- _YOUR TASK_
Repeat exactly the lines from the one containing "Warehouse bin-picking: the next item to retrieve is the shadow" through the last line of the records below, both included, and nothing else.

[BEGIN EXERCISE MATERIALS]

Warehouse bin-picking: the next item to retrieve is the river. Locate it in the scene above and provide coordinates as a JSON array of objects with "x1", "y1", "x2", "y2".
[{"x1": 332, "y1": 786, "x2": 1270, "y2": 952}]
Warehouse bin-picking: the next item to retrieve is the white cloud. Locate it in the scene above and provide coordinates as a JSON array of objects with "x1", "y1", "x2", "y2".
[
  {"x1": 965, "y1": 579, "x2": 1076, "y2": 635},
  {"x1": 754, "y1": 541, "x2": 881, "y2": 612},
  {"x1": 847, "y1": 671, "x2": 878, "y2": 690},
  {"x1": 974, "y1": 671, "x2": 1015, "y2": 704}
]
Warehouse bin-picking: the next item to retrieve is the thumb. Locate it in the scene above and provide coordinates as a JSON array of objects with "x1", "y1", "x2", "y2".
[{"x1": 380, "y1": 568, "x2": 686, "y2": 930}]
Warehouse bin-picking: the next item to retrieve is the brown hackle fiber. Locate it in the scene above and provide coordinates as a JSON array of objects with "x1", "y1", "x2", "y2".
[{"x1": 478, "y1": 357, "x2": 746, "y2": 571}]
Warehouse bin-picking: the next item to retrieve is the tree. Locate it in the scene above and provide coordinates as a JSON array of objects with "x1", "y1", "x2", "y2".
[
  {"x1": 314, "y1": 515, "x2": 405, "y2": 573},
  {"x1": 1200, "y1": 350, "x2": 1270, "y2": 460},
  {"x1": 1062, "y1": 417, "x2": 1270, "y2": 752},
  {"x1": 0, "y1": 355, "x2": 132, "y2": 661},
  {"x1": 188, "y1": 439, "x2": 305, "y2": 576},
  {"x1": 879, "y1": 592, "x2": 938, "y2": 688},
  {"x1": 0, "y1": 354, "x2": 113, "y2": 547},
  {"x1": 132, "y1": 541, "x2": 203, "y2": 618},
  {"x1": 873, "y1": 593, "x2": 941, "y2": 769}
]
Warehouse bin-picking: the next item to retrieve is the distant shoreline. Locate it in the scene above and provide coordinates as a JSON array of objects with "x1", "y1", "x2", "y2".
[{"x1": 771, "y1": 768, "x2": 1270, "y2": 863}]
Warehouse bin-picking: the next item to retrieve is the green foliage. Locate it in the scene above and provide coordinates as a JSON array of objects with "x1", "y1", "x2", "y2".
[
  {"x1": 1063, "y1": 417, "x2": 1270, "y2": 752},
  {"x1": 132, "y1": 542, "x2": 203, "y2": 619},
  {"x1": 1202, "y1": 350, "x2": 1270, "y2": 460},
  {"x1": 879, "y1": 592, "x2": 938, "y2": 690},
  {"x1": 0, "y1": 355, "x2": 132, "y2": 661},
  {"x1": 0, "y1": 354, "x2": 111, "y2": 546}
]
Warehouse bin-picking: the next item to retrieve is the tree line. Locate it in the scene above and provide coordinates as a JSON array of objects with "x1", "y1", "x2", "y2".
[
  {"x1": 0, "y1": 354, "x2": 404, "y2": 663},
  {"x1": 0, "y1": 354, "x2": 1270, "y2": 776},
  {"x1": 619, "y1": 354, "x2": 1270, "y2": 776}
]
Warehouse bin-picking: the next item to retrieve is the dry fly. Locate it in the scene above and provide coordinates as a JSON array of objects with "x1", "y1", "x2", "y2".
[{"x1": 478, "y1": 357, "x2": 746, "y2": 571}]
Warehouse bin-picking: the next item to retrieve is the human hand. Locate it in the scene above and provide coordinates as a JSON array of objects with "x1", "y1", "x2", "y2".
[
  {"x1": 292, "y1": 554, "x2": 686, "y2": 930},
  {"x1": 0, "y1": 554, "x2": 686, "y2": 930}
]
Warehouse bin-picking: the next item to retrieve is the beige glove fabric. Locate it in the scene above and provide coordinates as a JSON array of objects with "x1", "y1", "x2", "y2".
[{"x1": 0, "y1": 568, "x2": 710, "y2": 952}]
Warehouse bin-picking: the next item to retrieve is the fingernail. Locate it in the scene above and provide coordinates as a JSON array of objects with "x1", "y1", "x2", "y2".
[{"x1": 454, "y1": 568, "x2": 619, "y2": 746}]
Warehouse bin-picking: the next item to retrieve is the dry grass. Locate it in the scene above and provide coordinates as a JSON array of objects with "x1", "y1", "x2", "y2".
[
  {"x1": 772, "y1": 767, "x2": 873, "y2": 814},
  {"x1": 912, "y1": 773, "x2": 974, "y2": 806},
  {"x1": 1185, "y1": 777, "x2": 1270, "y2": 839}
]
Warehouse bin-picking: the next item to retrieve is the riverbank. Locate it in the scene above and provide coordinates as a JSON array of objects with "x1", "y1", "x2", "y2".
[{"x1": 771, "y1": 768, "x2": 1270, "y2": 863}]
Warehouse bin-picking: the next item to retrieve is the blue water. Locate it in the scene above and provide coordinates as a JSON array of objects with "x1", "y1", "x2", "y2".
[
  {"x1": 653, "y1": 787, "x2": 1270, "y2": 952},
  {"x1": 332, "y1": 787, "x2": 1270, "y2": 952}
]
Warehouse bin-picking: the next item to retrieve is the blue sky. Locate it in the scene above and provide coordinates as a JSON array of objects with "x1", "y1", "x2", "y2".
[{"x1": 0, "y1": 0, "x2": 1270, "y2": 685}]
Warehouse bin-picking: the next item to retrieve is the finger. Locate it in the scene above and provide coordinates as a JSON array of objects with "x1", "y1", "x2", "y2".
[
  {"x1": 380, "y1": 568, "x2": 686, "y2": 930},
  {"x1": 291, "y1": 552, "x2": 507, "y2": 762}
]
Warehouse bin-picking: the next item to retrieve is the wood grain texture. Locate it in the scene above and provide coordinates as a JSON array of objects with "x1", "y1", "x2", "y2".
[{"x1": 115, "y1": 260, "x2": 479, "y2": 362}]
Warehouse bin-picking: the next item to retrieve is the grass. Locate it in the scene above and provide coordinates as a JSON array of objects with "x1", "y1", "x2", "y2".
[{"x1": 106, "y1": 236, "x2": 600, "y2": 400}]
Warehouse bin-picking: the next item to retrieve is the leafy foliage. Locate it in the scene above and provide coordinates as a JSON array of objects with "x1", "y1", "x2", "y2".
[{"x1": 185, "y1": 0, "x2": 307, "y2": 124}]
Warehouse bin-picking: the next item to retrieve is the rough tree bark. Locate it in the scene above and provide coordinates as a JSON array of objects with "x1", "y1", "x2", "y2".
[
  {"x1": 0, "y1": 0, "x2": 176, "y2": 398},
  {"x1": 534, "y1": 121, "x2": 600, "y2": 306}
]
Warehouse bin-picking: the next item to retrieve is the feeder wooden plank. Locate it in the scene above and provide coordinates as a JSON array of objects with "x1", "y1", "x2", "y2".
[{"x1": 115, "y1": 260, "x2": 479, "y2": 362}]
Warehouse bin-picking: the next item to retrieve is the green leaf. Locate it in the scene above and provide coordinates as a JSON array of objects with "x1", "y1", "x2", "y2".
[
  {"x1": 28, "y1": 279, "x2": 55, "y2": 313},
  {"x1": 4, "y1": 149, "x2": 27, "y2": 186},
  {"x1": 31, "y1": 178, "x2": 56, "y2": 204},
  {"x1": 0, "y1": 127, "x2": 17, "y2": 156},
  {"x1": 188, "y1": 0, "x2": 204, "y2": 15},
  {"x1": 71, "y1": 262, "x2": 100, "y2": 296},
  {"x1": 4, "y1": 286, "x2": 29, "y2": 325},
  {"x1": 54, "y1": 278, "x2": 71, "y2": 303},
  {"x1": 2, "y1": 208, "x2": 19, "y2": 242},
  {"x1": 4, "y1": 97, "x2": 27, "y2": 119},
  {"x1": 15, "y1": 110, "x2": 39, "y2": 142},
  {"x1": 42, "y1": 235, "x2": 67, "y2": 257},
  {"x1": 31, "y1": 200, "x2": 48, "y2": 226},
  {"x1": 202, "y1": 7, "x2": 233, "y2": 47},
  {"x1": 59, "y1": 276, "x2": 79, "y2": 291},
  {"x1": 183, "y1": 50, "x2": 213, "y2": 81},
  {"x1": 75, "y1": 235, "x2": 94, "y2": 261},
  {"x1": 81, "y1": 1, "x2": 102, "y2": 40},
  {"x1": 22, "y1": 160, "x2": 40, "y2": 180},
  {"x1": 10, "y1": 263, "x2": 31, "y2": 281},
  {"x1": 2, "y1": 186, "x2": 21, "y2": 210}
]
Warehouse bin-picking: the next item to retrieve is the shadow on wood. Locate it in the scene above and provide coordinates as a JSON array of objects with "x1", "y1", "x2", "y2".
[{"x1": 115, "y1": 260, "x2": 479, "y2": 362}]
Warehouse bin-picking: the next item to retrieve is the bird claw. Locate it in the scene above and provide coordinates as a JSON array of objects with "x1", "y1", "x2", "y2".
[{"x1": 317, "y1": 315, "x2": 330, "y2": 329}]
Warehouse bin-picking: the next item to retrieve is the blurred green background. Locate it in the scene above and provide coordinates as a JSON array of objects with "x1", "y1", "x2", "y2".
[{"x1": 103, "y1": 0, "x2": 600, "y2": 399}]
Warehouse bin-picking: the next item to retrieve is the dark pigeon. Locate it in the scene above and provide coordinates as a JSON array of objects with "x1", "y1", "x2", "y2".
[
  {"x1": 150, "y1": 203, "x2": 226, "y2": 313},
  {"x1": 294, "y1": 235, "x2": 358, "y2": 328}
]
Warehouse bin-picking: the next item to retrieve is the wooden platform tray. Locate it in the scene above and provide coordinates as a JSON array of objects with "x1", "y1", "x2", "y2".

[END EXERCISE MATERIALS]

- _RESULT OF THIS TASK_
Warehouse bin-picking: the next item to retrieve is the shadow on wood. Locate it in the scene above and provide coordinates as a JSON array of objects with "x1", "y1", "x2", "y2".
[{"x1": 115, "y1": 260, "x2": 479, "y2": 362}]
Warehouse bin-picking: the next item to retrieve is the bird claw. Locate it in the scene above and provide coordinates as a JSON array of objects with "x1", "y1", "x2", "y2".
[{"x1": 317, "y1": 315, "x2": 330, "y2": 329}]
Warehouse bin-picking: the next item to retrieve is the blurred green background. Locate it in the scene above and provide coordinates as a JSON array of objects with "x1", "y1", "x2", "y2".
[{"x1": 103, "y1": 0, "x2": 600, "y2": 399}]
Warehouse bin-picking: the next item to retrieve is the dark pigeon. Locate it in the scene above and provide coordinates as a JSON array of objects with "x1", "y1", "x2", "y2".
[
  {"x1": 150, "y1": 203, "x2": 226, "y2": 313},
  {"x1": 294, "y1": 235, "x2": 358, "y2": 328}
]
Warehouse bin-picking: the next item to retrieve is the wooden platform tray. Locate it in the scene above and provide coordinates as a JSON array of objects with "x1", "y1", "x2", "y2".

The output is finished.